### PROVIDED ENTRIES
-----

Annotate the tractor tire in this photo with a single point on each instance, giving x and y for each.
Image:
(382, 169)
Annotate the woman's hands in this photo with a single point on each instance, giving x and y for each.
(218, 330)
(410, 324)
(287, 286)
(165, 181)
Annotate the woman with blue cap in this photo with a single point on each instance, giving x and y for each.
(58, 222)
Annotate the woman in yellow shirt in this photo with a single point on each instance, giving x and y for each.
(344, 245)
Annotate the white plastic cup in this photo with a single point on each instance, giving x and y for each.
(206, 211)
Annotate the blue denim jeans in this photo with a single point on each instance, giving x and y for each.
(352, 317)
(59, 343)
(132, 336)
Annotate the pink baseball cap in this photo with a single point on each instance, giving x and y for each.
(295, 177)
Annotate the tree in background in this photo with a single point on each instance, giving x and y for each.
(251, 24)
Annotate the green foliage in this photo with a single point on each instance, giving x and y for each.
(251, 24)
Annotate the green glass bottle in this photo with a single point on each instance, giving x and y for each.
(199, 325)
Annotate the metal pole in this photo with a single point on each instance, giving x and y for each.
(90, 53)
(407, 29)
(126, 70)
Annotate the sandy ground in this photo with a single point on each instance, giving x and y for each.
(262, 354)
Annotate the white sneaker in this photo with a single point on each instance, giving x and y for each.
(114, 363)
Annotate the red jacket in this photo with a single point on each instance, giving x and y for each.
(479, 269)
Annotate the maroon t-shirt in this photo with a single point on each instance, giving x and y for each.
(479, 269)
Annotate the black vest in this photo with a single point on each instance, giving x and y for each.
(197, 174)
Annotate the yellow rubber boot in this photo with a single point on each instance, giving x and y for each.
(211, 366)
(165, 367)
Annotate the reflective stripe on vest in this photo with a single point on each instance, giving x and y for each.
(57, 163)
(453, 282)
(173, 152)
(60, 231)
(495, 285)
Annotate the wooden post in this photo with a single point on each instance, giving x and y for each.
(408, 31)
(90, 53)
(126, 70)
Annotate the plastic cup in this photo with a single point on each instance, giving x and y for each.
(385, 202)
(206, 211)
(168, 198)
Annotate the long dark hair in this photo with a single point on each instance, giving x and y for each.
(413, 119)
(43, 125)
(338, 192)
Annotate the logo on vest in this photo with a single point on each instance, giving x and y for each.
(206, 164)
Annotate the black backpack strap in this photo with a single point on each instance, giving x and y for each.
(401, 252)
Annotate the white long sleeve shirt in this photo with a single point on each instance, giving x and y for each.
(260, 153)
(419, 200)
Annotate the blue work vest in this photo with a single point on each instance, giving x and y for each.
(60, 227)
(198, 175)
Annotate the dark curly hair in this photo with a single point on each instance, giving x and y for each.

-----

### TASK PROMPT
Extract the full listing and reproduce each line exactly.

### COMPLETE OUTPUT
Annotate the tractor tire in this photo with a single point on each instance, giving x and y for each.
Image:
(382, 169)
Annotate the woman's hands in this photo with a single point on each instance, giving x and y for each.
(218, 330)
(410, 324)
(287, 286)
(165, 181)
Annotate the woman with blue cap in this photo with a single point on each instance, giving x and y for each.
(58, 222)
Annotate the woman in yellow shirt in this photo with a single point on each instance, giving x and y for each.
(344, 245)
Annotate the white plastic cup in this photo with a single point on each instance, giving x and y for each.
(206, 211)
Annotate the blue denim jeans in this photo with a single point on each instance, giving x and y for each.
(352, 317)
(59, 343)
(132, 336)
Annotate the pink baseball cap in this photo with a single point on each instance, giving x and y for each.
(295, 177)
Annotate the tree in background in this photo with a single point on each instance, giving x and y for each.
(251, 24)
Annotate the green foliage in this photo with a single point on each instance, giving x and y for each.
(251, 24)
Annotate the green glass bottle in this photo with a single point on each instance, giving x and y for each.
(199, 325)
Annotate the metal pole in this photo with a single point on each instance, giving x and y for each.
(90, 53)
(407, 29)
(126, 70)
Annotate the sandy ground in this photo with a single point on each instance, giving x and y for each.
(262, 354)
Annotate the white sneaker in this photo with a single point on each instance, giving x and y for each.
(114, 363)
Annotate the red jacket in this photo with a single point on each instance, giving x and y for each.
(479, 269)
Annotate the maroon t-shirt in this photo with a single point on each instance, giving x and y for each.
(479, 269)
Annotate the black vest in this photo with a single point on each instance, giving x and y for each.
(197, 174)
Annotate the yellow rubber boot in this photo with a single point on each instance, giving x and y for each.
(211, 366)
(165, 367)
Annotate the reflective stripe on vest in this photo with a single point on each instance, giving x and y for each.
(57, 163)
(453, 282)
(173, 152)
(60, 231)
(495, 285)
Annotate the wooden post in this photo with a single point on each instance, giving x and y for each.
(408, 31)
(90, 53)
(126, 70)
Annotate the plastic cup in this photo with a single point on each instance, giving x and y for each.
(385, 202)
(206, 211)
(168, 198)
Annotate the long dark hair in this photo with a single point on each instance, giving x and y for each.
(413, 119)
(43, 125)
(338, 192)
Annotate the logo on vest in this photo with a single point on each instance, giving x and y for each.
(206, 164)
Annotate the black backpack strap in this photo with a single point on each instance, giving x and y for each.
(401, 252)
Annotate the white long sleeve shirt in this photo with a single point on each instance, giving x and y for each.
(260, 153)
(419, 200)
Annotate the blue work vest in this photo with a single point on each instance, giving x and y for each.
(60, 227)
(198, 175)
Annotate the dark curly hair in this photo with a single point on each instance, giving x and y for each.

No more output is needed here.